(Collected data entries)
◇ ◇ ◇

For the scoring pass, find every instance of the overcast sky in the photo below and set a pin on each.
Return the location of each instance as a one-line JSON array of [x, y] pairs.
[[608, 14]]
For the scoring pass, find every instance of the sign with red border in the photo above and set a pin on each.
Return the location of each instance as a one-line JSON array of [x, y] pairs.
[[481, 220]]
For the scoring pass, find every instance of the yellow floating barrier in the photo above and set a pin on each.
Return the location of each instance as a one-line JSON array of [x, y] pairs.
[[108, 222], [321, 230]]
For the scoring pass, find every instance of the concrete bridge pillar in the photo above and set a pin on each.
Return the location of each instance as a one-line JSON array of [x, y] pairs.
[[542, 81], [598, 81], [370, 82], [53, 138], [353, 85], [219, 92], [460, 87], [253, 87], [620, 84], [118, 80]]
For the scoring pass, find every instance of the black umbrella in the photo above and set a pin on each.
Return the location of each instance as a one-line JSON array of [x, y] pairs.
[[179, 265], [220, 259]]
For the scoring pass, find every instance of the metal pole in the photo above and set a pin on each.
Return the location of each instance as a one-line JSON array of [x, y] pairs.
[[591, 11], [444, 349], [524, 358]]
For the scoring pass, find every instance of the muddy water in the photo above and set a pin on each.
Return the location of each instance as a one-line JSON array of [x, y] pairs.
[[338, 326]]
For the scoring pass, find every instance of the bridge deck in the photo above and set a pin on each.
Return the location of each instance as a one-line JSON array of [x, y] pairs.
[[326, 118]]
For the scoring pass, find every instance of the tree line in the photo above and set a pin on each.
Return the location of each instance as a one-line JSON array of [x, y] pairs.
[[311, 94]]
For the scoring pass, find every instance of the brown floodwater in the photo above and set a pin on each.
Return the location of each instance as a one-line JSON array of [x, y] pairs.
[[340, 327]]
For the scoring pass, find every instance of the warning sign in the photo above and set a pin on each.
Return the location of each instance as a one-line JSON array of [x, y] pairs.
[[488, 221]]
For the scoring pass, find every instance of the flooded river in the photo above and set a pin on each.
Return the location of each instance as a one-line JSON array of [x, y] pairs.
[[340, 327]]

◇ ◇ ◇

TASK REQUIREMENTS: Rewrite every one of the rows above with "scoring pass" replaced by "review pass", keeping all other text unchanged.

ANSWER FOR THIS EXERCISE:
For the review pass, find every instance of the overcast sky in the photo below and set a pin on each.
Return the location of each instance as a one-line JSON array of [x, y] pairs.
[[608, 14]]
For the review pass, find every instance of the sign with red border in the photo above and set a pin on each.
Return the location of each instance as a one-line JSON array of [x, y] pairs.
[[481, 220]]
For the review pass, find every instance of the yellow floating barrier in the photo above and set a pin on each.
Return the location of each instance as a one-line JSON array of [x, y] pairs.
[[108, 222], [321, 230]]
For the review pass, find every instance of the concrete bridge pillar in the photo above and set a pin on each.
Return the location of each instance as a one-line JSON array of [x, y] pairs.
[[542, 81], [598, 81], [370, 82], [53, 138], [353, 85], [219, 92], [460, 87], [253, 87], [620, 84], [118, 80]]
For the review pass, find every instance of the black umbrella in the photo above and set a pin on each.
Return the location of each instance as a one-line JSON array of [x, y] pairs.
[[179, 265], [220, 259]]
For the review pass, find every instance of the metal pole in the photo above and set a pin on each.
Return the location of each instance as a one-line JSON array of [x, y] pairs.
[[591, 11], [444, 349], [524, 358]]
For the review pass, find every instance of the muddy water in the photo above and set a pin on each.
Return the location of each instance as a one-line JSON array of [x, y] pairs.
[[338, 326]]
For the review pass, find every instance of the bridge deck in the photo above and set a pin on each.
Return the location of each instance as a one-line JSON array of [x, y] pairs.
[[326, 118]]
For the review pass, find every instance of the tree line in the photo above and set a pin on each.
Return the location of each instance as a one-line JSON array of [x, y] pairs.
[[311, 94]]
For the review pass, find every instance of the brown floodwater in the photo above and set a pin on each.
Return the location of each instance as a one-line JSON array of [x, y] pairs.
[[340, 327]]
For the review pass, find every instance of the warning sign in the photo above and set a pin on each.
Return the location of each instance as a one-line JSON array of [x, y] pairs.
[[488, 221]]
For the review pass, find every instance of the flooded river in the photo above and set a pin on each.
Return the location of each instance as a one-line JSON array of [x, y] pairs.
[[340, 327]]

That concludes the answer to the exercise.